Task brief
Retype exactly the lines from the line with "Would you mind tagging the small" to the end of the data, keeping both boundary lines.

The input
· · ·
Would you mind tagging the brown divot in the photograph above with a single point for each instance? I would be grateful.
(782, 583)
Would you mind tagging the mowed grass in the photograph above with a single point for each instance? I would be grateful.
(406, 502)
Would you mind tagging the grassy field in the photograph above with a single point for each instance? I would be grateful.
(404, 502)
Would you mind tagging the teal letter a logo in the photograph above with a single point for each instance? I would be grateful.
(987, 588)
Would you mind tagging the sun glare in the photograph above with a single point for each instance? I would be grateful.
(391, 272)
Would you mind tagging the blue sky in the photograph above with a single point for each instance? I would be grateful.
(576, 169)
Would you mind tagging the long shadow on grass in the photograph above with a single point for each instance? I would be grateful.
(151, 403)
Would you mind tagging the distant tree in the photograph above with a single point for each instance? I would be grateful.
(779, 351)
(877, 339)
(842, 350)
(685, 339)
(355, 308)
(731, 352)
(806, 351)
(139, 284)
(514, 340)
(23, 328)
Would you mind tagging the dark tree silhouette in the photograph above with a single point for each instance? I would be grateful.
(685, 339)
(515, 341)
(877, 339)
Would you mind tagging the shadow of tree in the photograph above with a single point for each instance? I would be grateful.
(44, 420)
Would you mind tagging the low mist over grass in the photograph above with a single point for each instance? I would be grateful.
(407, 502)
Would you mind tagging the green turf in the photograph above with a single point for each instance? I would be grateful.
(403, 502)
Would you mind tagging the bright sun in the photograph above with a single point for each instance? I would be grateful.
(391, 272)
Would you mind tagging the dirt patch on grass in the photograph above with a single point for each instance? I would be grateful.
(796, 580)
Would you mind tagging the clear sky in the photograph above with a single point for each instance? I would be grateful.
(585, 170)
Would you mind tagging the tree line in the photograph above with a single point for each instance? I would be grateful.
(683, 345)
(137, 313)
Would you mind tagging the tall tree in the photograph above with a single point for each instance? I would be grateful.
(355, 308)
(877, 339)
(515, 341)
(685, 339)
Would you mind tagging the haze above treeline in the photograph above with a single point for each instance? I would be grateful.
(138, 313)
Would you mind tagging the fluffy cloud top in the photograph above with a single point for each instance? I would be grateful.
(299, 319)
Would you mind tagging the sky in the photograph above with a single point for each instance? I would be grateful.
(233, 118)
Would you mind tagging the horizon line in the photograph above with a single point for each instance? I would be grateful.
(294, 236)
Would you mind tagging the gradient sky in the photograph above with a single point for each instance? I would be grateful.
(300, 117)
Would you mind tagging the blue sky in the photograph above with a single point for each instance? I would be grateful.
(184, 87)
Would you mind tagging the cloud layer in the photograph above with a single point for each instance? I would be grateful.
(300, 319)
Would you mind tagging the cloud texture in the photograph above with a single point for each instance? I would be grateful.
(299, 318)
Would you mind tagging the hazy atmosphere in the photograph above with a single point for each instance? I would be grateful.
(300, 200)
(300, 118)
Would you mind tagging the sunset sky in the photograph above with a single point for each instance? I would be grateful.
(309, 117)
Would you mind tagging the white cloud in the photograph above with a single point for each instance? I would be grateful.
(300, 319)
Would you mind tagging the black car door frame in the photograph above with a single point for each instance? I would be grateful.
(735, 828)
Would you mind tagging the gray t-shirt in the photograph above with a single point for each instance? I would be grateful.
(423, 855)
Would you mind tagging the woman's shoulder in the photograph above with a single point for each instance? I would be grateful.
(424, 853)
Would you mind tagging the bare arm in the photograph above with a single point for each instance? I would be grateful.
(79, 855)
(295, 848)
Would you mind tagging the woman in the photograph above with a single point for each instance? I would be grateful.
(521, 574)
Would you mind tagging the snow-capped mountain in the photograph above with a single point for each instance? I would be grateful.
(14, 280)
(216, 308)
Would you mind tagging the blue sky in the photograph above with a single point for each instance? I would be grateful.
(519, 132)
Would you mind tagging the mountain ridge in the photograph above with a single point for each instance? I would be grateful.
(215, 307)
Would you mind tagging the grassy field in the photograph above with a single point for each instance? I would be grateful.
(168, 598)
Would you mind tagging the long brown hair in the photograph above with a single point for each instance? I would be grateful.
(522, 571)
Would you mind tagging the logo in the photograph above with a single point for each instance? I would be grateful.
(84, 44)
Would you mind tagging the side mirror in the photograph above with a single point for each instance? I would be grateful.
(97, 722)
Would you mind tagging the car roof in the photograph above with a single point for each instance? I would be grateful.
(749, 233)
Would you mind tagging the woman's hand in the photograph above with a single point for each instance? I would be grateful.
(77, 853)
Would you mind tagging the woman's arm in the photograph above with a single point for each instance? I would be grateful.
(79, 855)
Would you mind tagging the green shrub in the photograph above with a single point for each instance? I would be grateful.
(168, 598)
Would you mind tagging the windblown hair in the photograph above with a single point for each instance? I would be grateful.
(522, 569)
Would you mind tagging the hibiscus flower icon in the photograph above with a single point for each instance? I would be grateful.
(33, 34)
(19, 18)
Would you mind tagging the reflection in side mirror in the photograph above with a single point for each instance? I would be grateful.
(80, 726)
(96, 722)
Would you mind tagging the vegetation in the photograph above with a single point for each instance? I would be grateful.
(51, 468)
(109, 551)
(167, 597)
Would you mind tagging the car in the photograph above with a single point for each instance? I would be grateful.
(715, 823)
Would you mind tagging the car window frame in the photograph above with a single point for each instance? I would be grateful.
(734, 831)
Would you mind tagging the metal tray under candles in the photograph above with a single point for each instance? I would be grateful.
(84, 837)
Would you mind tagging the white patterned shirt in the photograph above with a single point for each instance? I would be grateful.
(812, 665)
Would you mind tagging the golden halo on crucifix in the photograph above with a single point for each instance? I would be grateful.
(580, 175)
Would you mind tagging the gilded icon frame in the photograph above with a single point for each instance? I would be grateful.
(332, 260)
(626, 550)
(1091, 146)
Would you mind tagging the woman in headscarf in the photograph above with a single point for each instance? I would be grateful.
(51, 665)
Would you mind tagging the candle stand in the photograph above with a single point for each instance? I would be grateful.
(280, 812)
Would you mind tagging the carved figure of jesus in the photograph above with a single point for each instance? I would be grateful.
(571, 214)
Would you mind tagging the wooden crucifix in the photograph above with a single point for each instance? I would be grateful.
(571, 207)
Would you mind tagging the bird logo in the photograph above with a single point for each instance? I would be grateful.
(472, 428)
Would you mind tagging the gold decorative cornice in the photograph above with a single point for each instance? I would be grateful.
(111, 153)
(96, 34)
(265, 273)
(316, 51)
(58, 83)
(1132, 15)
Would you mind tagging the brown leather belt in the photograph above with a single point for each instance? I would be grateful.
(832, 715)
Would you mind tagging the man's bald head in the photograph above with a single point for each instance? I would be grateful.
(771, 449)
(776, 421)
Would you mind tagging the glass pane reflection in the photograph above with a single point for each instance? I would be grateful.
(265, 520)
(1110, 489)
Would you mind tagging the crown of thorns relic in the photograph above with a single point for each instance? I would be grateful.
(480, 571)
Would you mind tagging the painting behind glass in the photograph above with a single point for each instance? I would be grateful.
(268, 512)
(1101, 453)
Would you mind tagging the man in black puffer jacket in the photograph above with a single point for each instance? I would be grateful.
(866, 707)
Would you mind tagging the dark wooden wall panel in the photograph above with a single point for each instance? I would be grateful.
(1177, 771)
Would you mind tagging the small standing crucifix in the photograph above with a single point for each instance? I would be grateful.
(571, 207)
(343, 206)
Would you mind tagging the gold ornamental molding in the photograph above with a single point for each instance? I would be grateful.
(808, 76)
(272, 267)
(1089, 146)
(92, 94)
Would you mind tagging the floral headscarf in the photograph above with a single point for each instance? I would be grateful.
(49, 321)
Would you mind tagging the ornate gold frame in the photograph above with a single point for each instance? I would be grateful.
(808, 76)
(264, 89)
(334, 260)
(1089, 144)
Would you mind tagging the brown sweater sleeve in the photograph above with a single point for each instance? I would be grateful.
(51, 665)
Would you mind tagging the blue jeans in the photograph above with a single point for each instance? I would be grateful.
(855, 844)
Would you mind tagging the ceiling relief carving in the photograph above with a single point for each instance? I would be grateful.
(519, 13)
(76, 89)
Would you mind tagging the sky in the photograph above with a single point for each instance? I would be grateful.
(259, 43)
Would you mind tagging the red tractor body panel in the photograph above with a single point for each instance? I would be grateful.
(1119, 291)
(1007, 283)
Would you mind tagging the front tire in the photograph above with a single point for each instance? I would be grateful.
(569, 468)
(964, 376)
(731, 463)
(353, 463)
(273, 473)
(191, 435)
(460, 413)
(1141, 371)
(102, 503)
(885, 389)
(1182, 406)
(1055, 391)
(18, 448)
· · ·
Task solution
Would you mind tagging the small standing crucifix in the photograph above with a single point for each instance? I would be grateful.
(571, 207)
(343, 206)
Would you mind tagging the gold ornamental molding in the photograph above with a single point for each instance? I would be grateful.
(808, 76)
(272, 267)
(1089, 146)
(92, 94)
Would you mind tagging the floral headscarf in the photograph above with a single point for each instance? I would be grateful.
(49, 321)
Would you mind tagging the ornate gold frame in the photograph above with a single point for each instance? I would be grateful.
(808, 76)
(264, 89)
(334, 260)
(1089, 144)
Would you mind tagging the brown sweater sleeve in the photograph above with a single point for each instance? I would be grateful.
(51, 665)
Would you mind tagging the blue jeans in the photograph above with a single point for each instance? I would be grateful.
(855, 844)
Would you mind tagging the ceiling relief carving in the photograph above with a single point for each instance? I would be grateful.
(519, 13)
(76, 89)
Would you mind tagging the sky in the photograph above with a single point for each instance? I would be grateful.
(259, 43)
Would you mind tagging the red tractor body panel in the photograph above with a single point for each instance? I would be grateful.
(1119, 291)
(1007, 283)
Would you mind tagging the front tire in the photograph above with a single point for each instance? I would be grateful.
(569, 468)
(964, 376)
(731, 463)
(353, 463)
(273, 473)
(191, 435)
(460, 413)
(1141, 371)
(102, 503)
(885, 389)
(1182, 406)
(1055, 391)
(18, 448)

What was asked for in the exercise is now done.